Only the lines containing "lawn" should appear in the answer, copied from the listing below.

______

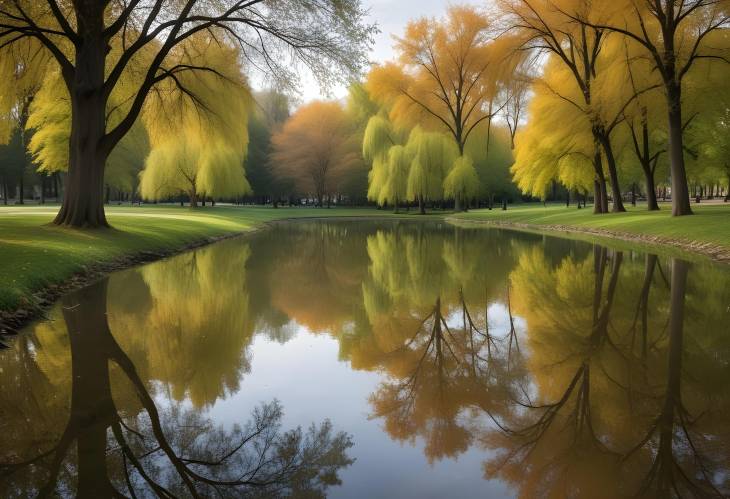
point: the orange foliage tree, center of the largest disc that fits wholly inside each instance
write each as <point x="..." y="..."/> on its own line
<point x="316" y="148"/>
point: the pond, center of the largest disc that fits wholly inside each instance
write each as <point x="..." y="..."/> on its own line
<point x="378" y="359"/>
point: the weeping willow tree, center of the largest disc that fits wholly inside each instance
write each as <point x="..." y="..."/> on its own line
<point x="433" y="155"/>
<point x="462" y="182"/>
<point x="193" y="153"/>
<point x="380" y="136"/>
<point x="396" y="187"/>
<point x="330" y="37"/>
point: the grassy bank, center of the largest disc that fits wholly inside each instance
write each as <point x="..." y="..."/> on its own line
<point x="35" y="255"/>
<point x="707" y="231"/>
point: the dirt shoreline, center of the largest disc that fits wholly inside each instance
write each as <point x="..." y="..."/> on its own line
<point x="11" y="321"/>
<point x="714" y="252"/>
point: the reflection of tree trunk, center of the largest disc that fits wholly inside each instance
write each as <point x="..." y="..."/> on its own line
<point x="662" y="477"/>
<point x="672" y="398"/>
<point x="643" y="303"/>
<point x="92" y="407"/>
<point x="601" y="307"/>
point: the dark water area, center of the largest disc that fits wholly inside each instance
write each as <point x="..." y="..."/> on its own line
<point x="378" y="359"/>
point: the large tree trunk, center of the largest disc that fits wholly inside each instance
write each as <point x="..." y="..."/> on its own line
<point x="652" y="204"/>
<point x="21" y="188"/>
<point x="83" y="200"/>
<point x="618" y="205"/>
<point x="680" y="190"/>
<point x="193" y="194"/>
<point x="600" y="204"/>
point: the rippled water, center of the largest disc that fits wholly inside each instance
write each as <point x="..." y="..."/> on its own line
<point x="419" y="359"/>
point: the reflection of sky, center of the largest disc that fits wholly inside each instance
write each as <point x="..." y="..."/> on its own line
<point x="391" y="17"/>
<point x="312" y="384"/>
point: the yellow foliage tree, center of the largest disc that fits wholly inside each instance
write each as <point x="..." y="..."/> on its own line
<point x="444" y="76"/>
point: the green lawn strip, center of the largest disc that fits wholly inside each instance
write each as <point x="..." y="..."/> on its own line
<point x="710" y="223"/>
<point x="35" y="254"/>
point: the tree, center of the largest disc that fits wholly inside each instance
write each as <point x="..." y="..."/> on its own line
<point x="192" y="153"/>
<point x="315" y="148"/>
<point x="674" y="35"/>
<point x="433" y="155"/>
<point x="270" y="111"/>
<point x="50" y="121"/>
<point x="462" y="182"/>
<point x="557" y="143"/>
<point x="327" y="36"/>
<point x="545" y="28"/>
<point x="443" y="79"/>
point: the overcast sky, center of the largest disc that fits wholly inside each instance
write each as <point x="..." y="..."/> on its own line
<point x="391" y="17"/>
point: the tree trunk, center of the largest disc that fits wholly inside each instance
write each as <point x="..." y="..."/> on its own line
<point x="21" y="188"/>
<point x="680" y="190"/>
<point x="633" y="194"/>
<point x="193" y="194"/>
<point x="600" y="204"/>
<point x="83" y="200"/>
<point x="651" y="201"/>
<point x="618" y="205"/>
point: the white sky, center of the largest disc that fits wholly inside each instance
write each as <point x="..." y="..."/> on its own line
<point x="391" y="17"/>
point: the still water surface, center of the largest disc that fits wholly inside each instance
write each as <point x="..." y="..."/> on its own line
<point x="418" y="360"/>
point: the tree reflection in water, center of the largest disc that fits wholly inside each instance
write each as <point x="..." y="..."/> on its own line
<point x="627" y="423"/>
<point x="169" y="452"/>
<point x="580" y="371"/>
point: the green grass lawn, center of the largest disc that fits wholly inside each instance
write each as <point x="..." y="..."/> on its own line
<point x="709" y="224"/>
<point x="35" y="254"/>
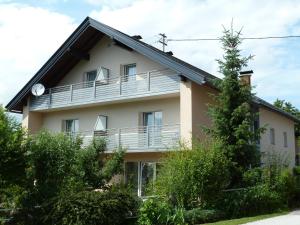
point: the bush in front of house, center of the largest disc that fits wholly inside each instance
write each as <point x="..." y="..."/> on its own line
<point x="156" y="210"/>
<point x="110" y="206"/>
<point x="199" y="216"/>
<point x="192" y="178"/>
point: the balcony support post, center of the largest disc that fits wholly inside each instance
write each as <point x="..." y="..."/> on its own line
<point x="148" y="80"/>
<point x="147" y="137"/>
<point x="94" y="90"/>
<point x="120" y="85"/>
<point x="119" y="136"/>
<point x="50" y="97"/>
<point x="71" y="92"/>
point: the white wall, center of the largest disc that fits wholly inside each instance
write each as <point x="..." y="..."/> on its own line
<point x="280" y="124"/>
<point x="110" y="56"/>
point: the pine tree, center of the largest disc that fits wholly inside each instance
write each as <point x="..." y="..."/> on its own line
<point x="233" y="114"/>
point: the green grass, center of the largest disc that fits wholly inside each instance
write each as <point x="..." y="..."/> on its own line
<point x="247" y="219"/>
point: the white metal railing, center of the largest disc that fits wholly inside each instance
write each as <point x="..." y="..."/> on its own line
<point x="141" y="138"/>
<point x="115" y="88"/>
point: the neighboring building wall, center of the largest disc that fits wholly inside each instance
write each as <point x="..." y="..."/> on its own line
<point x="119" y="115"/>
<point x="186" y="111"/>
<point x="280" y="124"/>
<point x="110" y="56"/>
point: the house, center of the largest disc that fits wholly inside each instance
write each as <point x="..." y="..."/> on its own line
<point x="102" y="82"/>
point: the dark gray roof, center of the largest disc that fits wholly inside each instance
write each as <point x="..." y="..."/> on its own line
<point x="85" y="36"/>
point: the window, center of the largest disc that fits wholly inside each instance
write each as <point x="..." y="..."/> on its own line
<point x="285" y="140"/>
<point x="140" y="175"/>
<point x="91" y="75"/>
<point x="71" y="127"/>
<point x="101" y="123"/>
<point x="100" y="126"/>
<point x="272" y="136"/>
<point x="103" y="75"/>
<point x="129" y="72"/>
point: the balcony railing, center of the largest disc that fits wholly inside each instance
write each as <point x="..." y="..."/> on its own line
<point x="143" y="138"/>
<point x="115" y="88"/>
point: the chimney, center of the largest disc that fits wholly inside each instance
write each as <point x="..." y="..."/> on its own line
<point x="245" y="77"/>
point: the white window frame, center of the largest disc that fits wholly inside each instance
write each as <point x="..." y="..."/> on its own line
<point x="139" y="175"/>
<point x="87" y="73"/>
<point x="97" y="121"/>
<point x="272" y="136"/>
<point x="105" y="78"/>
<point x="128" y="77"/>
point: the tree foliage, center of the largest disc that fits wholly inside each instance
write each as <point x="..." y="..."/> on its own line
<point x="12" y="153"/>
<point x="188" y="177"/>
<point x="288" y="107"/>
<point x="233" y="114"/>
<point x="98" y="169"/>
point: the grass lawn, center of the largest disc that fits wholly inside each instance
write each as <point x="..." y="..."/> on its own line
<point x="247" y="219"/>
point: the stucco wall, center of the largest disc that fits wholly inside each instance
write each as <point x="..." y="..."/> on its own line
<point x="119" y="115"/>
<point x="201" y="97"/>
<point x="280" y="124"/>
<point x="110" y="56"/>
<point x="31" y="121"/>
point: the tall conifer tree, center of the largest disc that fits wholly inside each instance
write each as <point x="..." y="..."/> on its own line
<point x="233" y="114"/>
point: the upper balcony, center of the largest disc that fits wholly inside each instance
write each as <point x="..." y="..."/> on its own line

______

■ SOLUTION TO THIS PROBLEM:
point: the green lawn strip, center of the largest disc that fits wholly inside each instance
point: the green grass lawn, center of the largest disc that fits wholly inside each instance
point: the grass lawn, center of the largest disc that fits wholly inside each instance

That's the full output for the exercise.